— Material shown —
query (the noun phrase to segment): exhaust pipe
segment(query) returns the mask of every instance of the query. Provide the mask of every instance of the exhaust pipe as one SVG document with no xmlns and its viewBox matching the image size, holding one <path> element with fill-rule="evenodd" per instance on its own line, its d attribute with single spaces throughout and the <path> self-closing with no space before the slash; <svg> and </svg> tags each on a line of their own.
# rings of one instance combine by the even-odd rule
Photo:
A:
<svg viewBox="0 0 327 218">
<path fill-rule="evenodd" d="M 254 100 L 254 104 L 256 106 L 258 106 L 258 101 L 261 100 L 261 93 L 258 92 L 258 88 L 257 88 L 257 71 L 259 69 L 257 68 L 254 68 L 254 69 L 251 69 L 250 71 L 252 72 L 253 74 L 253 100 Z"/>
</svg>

--

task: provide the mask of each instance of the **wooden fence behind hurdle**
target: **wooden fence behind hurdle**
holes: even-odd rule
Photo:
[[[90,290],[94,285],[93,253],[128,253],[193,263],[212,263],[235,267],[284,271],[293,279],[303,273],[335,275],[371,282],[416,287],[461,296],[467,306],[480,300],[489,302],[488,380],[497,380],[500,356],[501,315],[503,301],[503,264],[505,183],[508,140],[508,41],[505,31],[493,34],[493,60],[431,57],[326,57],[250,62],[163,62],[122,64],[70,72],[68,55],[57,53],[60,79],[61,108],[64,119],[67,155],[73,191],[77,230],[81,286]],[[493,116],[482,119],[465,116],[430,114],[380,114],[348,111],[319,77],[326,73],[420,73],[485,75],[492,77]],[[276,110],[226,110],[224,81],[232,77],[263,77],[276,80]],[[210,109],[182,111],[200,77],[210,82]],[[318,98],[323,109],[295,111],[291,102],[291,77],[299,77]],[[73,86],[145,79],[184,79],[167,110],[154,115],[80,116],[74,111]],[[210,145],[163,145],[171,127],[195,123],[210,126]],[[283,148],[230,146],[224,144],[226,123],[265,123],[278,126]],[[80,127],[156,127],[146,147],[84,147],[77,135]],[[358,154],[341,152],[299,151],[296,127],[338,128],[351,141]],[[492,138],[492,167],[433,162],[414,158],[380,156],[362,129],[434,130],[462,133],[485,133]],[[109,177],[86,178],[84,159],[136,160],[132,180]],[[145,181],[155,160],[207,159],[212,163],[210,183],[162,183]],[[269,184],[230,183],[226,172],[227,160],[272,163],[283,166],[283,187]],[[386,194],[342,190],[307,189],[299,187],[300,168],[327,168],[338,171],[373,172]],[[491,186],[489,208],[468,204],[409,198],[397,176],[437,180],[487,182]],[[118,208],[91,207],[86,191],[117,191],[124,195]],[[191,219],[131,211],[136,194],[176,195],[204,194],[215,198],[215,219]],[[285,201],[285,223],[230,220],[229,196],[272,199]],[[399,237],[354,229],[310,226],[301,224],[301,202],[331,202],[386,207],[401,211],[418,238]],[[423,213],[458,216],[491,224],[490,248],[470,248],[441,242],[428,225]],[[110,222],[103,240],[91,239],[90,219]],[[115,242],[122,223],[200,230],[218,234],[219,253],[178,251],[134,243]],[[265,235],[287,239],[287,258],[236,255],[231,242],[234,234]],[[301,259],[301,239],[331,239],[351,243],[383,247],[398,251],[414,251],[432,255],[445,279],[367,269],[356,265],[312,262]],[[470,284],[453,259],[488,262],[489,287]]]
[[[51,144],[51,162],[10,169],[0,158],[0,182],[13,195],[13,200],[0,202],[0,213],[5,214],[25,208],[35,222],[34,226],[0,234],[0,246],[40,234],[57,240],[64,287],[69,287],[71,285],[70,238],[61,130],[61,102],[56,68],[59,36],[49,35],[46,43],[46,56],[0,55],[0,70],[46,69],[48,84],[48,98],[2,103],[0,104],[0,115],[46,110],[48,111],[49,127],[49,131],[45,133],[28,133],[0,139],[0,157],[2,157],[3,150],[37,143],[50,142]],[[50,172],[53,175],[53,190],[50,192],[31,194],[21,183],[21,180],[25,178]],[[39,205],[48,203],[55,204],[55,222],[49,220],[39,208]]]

— Task objective —
Edit the lines from the one containing "query (the noun" through the one containing "254 100 L 254", inclusive, so that "exhaust pipe" becomes "tailpipe", and give back only those lines with everything else unchanged.

— Solution to this problem —
query (the noun phrase to segment): tailpipe
segment(query) returns the mask of every instance of the query. Provide the mask of every instance of the tailpipe as one SVG document with no xmlns and its viewBox matching the image size, holding one <path> element with fill-rule="evenodd" per instance on its own line, its d attribute with single spaces throughout and the <path> self-closing with no space before the slash; <svg> and </svg> tags each on a line of their own.
# rings of one instance combine by the even-odd rule
Photo:
A:
<svg viewBox="0 0 327 218">
<path fill-rule="evenodd" d="M 254 100 L 254 104 L 256 106 L 258 106 L 258 101 L 261 100 L 261 93 L 258 92 L 258 88 L 257 88 L 257 71 L 259 69 L 257 68 L 254 68 L 254 69 L 251 69 L 250 71 L 252 72 L 253 74 L 253 100 Z"/>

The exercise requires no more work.